# START OF GIVEN TEXT

The expected output looks like this:
03, 17:52:02 : MainThread : batch 10 (total 36), interval 5 03, 17:52:04 : Thread-15 : --------------------- got result: 200 03, 17:52:07 : Thread-18 : /home/bartek/tmp/exqmifxh.odt --> HTML document 03, 17:52:07 : Thread-13 : --------------------- got result: 200 03, 17:52:07 : MainThread : batch 7 (total 43), interval 17 03, 17:52:17 : Thread-17 : got error code: 402 xxxxxxxxxx "the document could not be processed" 03, 17:52:17 : Thread-19 : /home/bartek/ERP/konfa/Wstep_do_ERP5_biznes.odp --> Powerpoint presentation
While the test is running, you can do:
watch "cat stats.txt"
to see detailed information about the test progress, and description of return codes.

# END OF GIVEN TEXT
# START OF INFORMATION GIVEN

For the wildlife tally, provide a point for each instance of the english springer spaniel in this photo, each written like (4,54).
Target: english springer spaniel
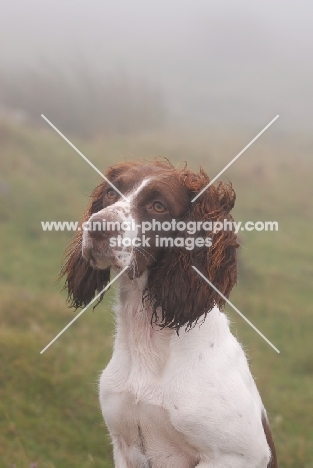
(177,392)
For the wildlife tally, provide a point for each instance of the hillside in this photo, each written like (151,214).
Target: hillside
(48,403)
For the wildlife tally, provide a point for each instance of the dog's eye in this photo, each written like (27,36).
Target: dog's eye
(158,207)
(111,194)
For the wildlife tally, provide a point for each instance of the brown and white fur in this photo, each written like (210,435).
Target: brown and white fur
(177,392)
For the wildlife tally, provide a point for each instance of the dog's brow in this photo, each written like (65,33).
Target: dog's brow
(137,190)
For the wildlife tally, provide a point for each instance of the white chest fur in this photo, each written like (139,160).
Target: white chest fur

# END OF INFORMATION GIVEN

WRITTEN EXERCISE A: In the test output text, what command can be run while the test is running to see detailed progress information?
WRITTEN EXERCISE B: Duplicate a section of the test output text, beginning at the words "The expected output" and ending after "of return codes.".
WRITTEN EXERCISE C: Go on with the test output text from the point where it stops.
The data has no role in any of this.

EXERCISE RESULT A: watch "cat stats.txt"

EXERCISE RESULT B:
The expected output looks like this:
03, 17:52:02 : MainThread : batch 10 (total 36), interval 5 03, 17:52:04 : Thread-15 : --------------------- got result: 200 03, 17:52:07 : Thread-18 : /home/bartek/tmp/exqmifxh.odt --> HTML document 03, 17:52:07 : Thread-13 : --------------------- got result: 200 03, 17:52:07 : MainThread : batch 7 (total 43), interval 17 03, 17:52:17 : Thread-17 : got error code: 402 xxxxxxxxxx "the document could not be processed" 03, 17:52:17 : Thread-19 : /home/bartek/ERP/konfa/Wstep_do_ERP5_biznes.odp --> Powerpoint presentation
While the test is running, you can do:
watch "cat stats.txt"
to see detailed information about the test progress, and description of return codes.

EXERCISE RESULT C:
The stdout of the test is also written to "test.log". There is a little script "logproc.py" which you can then use to analyse test.log to see which documents give you 402, and investigate the reason.
Usage
The oood implements a custom protocol, which is best described in the attached design document.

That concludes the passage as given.